• _Tasks to carry out_
#1 In the lawn weed thread, what type of grass is the original poster's lawn?
#2 In the lawn weed thread, why might the spring pre-emergent have failed to prevent the crabgrass, according to the reply that identifies it?
#3 Can you rewrite the lawn weed thread from "Anything to use" to "coast of NC.", substituting "zoysia grass" for "Bermuda grass"?

• _Document segment_
# Grassy weed question



## Mikeyp_1284 (Jul 23, 2021)

Newby here! Bought a new house two years ago and the lawn was anything but great. After going though a year and seeing what I was working with I was shocked. Henbit infestation last winter, poa galore. I have killed most broadleaf and just sprayed some sledgehammer to get rid of the nutsedge. I put down some Prodiamine this spring and had quite a bit of this break out. Last year I assumed this was crabgrass but now I'm thinking it's not. What is this ? Quack grass?



Anything to use to prevent whatever this is. Any help is greatly appreciated. Thanks.
Should add that the lawn is Bermuda grass on the east coast of NC.


----------



## p1muserfan (Jul 7, 2019)

Definitely crabgrass, smoke it with quinclorac. You may have put your spring pre-emergent down too late


----------



## Mikeyp_1284 (Jul 23, 2021)

p1muserfan said:


> Definitely crabgrass, smoke it with quinclorac. You may have put your spring pre-emergent down too late


Thanks. Is that something that I can use in 90 degree weather?


----------



## p1muserfan (Jul 7, 2019)

Yes


----------



## Redtwin (Feb 9, 2019)

I would spray it in the evening and expect some yellowing.


----------



## Mikeyp_1284 (Jul 23, 2021)

Redtwin said:


> I would spray it in the evening and expect some yellowing.


Thanks for the advice everyone. A couple more questions. 1.) could I also put down a second app of sedgehammer with this also? It's been about 2 weeks since last app. 
2) I have some centipede in they very front and very back yard. Coming from the neighbors back yard. Who knows how it came about in the front. I know it's not designed for use on centipede. Is this something I should avoid putting in those areas? Good time to remove the centipede and go full Bermuda?


----------



## Redtwin (Feb 9, 2019)

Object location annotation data
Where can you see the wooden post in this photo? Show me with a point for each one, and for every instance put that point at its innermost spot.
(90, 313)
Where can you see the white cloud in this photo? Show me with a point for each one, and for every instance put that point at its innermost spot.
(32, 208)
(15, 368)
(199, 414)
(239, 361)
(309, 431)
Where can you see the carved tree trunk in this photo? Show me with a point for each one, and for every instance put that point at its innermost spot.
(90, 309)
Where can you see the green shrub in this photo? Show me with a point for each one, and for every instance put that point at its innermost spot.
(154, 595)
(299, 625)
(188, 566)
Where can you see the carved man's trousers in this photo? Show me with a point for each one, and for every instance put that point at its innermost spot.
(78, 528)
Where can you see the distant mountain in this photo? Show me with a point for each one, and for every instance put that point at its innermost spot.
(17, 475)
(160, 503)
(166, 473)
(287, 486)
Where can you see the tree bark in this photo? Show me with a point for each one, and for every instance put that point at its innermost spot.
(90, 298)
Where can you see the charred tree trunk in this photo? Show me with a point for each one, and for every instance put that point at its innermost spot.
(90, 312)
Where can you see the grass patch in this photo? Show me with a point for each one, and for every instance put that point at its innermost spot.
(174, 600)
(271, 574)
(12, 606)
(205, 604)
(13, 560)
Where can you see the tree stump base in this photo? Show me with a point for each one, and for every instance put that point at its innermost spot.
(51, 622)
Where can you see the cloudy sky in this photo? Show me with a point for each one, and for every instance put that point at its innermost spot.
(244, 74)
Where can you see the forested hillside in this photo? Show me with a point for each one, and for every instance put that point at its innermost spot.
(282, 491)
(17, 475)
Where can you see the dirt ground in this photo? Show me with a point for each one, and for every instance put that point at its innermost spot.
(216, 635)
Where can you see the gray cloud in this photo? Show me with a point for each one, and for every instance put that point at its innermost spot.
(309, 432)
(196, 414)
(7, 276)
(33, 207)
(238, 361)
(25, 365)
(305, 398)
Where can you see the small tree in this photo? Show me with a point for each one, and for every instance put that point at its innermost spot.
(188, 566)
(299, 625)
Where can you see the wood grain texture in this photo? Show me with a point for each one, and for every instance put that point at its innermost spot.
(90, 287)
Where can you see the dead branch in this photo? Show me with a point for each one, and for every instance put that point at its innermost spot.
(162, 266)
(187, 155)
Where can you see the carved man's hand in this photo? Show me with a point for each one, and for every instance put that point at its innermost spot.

• _Answers below_
#1 Bermuda grass.

#2 The reply suggests the spring pre-emergent may have been put down too late.

#3
Anything to use to prevent whatever this is. Any help is greatly appreciated. Thanks.
Should add that the lawn is zoysia grass on the east coast of NC.